• _GOAL_: Copy out the listing below word for word, with every line in its original order and form.

____

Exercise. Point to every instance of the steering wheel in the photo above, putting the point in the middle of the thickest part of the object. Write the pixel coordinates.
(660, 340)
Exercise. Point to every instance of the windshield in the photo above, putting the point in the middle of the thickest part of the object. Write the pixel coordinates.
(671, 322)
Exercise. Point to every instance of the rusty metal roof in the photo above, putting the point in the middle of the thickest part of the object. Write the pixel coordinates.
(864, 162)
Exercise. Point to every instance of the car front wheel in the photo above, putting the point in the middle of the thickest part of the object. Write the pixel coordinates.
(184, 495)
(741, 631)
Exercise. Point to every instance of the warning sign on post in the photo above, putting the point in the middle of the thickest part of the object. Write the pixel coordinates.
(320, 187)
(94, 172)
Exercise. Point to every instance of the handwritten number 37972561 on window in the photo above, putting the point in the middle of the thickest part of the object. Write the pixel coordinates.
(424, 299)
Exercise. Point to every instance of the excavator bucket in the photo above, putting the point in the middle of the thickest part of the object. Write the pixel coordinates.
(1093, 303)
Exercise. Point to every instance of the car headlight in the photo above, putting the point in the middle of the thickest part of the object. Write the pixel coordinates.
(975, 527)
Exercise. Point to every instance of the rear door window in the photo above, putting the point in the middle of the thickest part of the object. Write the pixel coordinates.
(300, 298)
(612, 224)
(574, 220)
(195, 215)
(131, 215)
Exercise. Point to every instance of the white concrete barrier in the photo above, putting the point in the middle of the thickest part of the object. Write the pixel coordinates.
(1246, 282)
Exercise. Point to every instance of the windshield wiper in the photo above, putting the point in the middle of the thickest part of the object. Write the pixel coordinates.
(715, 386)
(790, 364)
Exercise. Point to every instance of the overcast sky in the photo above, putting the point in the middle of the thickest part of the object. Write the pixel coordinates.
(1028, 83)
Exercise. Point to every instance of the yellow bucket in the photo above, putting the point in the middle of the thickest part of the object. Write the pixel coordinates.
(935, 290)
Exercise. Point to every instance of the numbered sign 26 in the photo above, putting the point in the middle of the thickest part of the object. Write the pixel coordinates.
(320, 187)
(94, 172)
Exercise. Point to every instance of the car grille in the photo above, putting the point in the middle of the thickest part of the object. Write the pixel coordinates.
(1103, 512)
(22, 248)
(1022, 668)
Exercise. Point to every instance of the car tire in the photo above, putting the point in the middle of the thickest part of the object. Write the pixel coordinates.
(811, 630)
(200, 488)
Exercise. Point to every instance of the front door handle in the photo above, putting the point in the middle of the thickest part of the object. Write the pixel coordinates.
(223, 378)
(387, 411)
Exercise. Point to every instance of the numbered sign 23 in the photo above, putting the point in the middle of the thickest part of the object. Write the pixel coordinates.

____

• _SOLVED PROBLEM_:
Exercise. Point to every instance of the steering wheel in the photo above, putting the point in the middle of the thickest part of the object. Write the pixel coordinates.
(660, 340)
Exercise. Point to every instance of the windshield in the photo above, putting the point in the middle of the thickest part of the object. Write the pixel coordinates.
(671, 322)
Exercise. Point to every instance of the rusty metal roof in the photo above, putting the point in the middle of the thickest part of the object. Write the pixel coordinates.
(864, 162)
Exercise. Point to every instance of the car front wheel in the photo above, putting the point in the middle of the thickest part of the object. Write the pixel coordinates.
(184, 495)
(741, 631)
Exercise. Point to every instance of the warning sign on post in the photo above, putting the point in the middle of the thickest part of the object. Write the pixel coordinates.
(320, 187)
(94, 172)
Exercise. Point to every instance of the handwritten number 37972561 on window in the photo above, putting the point in the middle of the thickest part of the object. Write the pixel coordinates.
(424, 299)
Exercise. Point to every instance of the excavator bucket in the photo above, putting the point in the middle of the thickest part of the object. Write the pixel coordinates.
(1093, 303)
Exercise. Point to every instance of the car headlight in the photo above, putting the point in the middle of the thickest part of the object. Write the pixel coordinates.
(975, 527)
Exercise. Point to every instance of the rear door window in the photo above, putting the point in the middle of the thickest part of the object. Write the pixel coordinates.
(300, 298)
(612, 224)
(574, 220)
(195, 215)
(131, 215)
Exercise. Point to every instance of the white concrete barrier in the photo above, putting the point in the middle of the thickest part of the object. Write the pixel coordinates.
(1246, 282)
Exercise. Point to every instance of the windshield wiper in the photo above, putting the point in the middle of the thickest part of the object. Write the pixel coordinates.
(715, 386)
(790, 364)
Exercise. Point to every instance of the overcast sky in the photo above, putting the point in the middle of the thickest part of the object. Write the pixel coordinates.
(1028, 83)
Exercise. Point to every instance of the yellow bucket in the photo above, putting the point in the middle of the thickest part of the object. Write the pixel coordinates.
(935, 290)
Exercise. Point to every instance of the numbered sign 26 in the photo above, putting the point in the middle of the thickest part of the object. Write the pixel coordinates.
(320, 187)
(94, 172)
Exercise. Point to every instance of the car grille in the photo above, putting the point in the middle of the thickest part of the object. Write the pixel coordinates.
(1103, 512)
(22, 248)
(1022, 668)
Exercise. Point to every instance of the car tire in the photo above, putting the point in the middle of the thickest part of the object. Write the pixel coordinates.
(811, 630)
(200, 488)
Exercise. Point to every instance of the front door handle in the photo above, putting the point in the middle of the thickest part of the object. Write the pixel coordinates.
(223, 378)
(387, 411)
Exercise. Point to every instance of the numbered sign 23 in the photo above, putting the point in the middle of the thickest part of the object. Write the pixel coordinates.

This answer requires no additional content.